# Task details
Provide again, from the entries below, every line from the one containing "the donkey's front" through the one containing "of the shaggy", exactly as written, and no other line.

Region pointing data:
————————

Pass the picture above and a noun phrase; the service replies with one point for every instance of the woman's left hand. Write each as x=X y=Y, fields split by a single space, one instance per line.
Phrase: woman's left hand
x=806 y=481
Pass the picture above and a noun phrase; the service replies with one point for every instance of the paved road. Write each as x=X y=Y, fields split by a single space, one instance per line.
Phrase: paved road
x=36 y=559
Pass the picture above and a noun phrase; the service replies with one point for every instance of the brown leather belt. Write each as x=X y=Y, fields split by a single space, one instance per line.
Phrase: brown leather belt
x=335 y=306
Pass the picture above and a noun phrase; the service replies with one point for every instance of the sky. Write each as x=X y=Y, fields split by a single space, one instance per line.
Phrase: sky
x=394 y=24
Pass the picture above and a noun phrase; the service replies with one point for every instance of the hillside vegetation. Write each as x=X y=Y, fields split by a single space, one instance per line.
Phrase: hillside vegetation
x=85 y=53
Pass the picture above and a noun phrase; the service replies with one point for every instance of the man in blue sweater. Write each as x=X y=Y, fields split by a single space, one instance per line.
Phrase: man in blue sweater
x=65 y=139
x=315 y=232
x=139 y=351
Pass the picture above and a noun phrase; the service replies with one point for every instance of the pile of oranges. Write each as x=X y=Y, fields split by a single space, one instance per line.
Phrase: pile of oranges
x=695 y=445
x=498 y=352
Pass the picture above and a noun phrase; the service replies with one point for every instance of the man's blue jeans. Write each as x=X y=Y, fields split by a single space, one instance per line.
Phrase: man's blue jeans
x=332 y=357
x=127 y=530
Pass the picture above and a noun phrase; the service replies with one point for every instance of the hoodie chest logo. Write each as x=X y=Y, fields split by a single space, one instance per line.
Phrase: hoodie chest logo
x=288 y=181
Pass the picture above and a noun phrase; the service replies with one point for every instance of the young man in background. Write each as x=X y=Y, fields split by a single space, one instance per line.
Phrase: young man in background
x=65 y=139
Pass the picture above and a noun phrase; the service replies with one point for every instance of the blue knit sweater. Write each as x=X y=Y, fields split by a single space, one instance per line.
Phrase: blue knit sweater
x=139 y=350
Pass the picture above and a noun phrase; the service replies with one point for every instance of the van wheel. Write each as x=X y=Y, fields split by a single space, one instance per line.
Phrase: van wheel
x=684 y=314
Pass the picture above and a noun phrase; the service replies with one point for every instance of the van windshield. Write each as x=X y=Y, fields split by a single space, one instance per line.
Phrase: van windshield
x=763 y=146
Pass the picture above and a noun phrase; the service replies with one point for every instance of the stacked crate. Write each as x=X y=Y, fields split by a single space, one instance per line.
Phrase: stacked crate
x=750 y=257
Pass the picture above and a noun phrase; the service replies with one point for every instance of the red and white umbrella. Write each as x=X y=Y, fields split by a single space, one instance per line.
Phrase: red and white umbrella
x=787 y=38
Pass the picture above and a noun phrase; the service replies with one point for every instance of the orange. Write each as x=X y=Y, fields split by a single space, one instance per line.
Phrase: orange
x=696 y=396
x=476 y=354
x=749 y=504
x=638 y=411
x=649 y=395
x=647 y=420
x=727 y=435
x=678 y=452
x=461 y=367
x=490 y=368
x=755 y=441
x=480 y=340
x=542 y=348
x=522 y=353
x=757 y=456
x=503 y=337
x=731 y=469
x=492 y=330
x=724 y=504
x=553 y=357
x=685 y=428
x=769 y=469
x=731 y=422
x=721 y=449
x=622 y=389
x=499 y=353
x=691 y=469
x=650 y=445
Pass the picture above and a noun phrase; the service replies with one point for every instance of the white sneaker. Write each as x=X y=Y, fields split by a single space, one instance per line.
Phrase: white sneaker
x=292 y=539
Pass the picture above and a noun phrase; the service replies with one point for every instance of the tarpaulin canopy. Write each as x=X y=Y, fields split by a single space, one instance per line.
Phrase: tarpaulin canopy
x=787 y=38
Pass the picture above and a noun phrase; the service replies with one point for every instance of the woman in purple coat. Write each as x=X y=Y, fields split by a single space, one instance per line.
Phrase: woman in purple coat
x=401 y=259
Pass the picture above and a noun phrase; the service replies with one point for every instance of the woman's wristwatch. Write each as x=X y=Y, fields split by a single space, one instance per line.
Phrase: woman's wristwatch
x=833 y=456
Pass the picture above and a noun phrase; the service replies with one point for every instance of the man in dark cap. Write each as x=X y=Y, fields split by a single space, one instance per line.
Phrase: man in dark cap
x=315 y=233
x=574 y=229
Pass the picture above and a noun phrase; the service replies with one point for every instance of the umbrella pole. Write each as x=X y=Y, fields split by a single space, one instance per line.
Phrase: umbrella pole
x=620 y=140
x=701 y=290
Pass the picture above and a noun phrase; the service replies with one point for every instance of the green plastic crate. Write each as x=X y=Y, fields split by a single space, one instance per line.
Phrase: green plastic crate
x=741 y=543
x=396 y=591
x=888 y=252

————————

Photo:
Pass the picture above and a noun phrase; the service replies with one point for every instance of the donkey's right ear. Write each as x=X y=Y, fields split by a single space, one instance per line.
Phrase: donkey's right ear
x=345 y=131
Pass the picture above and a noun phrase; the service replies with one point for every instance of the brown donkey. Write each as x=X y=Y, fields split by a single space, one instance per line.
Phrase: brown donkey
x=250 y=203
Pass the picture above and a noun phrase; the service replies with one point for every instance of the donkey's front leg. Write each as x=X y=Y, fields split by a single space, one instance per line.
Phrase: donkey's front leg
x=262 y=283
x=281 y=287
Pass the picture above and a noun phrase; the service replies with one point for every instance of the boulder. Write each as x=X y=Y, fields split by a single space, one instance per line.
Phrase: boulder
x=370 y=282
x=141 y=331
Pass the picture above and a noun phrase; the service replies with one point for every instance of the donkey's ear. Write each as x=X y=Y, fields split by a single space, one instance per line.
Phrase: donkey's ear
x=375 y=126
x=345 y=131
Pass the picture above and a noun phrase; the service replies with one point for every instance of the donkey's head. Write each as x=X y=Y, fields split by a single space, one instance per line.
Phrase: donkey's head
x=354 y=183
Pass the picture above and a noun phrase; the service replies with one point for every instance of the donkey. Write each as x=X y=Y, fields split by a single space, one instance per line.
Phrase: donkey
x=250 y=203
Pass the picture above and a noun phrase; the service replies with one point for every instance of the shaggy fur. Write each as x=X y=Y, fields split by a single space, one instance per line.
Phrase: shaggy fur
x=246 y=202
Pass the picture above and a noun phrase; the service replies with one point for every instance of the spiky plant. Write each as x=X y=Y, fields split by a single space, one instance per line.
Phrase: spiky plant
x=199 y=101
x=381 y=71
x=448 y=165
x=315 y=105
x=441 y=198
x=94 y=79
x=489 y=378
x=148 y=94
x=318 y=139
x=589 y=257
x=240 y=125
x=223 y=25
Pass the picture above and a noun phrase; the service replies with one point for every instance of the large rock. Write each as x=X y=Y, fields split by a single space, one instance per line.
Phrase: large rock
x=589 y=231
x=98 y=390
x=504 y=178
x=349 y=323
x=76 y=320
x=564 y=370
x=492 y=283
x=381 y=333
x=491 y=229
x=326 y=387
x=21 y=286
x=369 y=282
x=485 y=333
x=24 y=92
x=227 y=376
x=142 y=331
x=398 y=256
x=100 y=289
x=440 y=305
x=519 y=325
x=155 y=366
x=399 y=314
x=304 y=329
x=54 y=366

————————

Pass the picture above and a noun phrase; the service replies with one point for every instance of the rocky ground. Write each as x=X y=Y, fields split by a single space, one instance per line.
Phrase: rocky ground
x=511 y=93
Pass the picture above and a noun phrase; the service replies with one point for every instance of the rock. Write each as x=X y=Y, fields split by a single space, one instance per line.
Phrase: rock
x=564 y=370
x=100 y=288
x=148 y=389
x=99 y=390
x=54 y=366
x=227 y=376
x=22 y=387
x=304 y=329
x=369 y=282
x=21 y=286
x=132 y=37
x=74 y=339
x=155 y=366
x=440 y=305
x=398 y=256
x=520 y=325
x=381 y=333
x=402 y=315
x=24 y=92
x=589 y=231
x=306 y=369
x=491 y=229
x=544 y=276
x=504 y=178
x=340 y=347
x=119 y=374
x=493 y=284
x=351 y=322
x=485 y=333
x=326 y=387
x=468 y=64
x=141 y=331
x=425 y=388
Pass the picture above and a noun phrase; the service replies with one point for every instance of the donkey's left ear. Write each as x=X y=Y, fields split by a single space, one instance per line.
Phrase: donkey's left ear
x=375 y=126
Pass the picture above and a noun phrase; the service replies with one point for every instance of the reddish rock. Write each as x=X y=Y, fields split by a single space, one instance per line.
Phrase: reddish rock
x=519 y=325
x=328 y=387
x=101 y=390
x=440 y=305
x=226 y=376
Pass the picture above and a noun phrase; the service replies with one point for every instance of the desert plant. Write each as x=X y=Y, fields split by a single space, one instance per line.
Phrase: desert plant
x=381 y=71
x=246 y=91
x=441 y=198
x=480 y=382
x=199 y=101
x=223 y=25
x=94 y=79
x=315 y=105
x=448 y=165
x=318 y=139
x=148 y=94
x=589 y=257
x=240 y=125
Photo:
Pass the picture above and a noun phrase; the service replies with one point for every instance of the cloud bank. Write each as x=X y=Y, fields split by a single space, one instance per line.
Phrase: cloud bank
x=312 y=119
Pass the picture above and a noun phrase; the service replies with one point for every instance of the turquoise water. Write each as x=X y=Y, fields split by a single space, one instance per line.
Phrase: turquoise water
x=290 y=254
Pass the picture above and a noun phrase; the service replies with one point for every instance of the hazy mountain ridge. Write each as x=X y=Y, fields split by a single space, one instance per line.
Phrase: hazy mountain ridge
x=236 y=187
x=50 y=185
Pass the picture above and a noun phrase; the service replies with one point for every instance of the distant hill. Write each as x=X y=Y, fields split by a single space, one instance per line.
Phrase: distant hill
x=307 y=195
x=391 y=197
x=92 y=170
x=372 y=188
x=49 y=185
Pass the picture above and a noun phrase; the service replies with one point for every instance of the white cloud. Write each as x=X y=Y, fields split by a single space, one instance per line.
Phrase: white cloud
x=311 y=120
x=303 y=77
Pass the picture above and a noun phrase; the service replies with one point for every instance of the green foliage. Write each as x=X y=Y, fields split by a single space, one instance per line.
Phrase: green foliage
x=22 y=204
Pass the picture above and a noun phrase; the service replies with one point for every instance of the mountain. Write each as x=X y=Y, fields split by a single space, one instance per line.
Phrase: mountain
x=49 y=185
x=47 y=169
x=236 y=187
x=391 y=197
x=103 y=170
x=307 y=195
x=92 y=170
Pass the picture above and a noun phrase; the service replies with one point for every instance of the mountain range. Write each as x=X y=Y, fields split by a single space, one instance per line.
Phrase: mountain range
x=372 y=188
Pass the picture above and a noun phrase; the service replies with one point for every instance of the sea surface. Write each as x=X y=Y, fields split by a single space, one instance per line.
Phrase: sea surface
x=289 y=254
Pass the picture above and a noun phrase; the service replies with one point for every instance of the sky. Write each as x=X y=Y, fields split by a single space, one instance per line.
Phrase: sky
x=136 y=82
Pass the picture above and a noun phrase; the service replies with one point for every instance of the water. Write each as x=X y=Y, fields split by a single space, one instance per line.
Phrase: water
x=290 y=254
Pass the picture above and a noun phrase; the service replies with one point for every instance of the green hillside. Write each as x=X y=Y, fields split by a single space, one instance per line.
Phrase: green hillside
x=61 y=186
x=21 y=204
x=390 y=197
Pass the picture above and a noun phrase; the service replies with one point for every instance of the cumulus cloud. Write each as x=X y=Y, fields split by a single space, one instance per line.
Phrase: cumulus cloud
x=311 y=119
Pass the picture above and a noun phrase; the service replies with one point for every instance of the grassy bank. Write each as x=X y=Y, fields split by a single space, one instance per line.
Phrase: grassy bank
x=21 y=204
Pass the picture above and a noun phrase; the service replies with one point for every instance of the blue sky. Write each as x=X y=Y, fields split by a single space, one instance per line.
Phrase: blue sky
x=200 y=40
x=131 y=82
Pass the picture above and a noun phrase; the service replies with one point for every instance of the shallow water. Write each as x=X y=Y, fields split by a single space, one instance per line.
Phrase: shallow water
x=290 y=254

————————

# Result below
Pass the picture above and a noun phrase; the service replies with one point for every instance of the donkey's front leg. Write each as x=X y=Y, fields split by a single space, one instance per line.
Phrase: donkey's front leg
x=262 y=283
x=281 y=287
Pass the picture above and a noun phrase; the service replies with one point for every instance of the boulder. Write each as x=X y=Y, fields split by a single space, one instance per line.
Phrase: boulder
x=370 y=282
x=141 y=331
Pass the picture above and a noun phrase; the service replies with one point for every instance of the donkey's ear. Write each as x=X y=Y, fields split by a single space, one instance per line.
Phrase: donkey's ear
x=375 y=126
x=345 y=131
Pass the picture above and a noun phrase; the service replies with one point for every instance of the donkey's head. Write each as x=X y=Y, fields split by a single space, one instance per line.
Phrase: donkey's head
x=354 y=183
Pass the picture above and a noun phrase; the service replies with one point for every instance of the donkey. Write each as x=X y=Y, fields split by a single space, one instance per line.
Phrase: donkey
x=250 y=203
Pass the picture above and a noun phrase; the service replies with one point for every instance of the shaggy fur. Write each as x=X y=Y, fields split by a single space, one instance per line.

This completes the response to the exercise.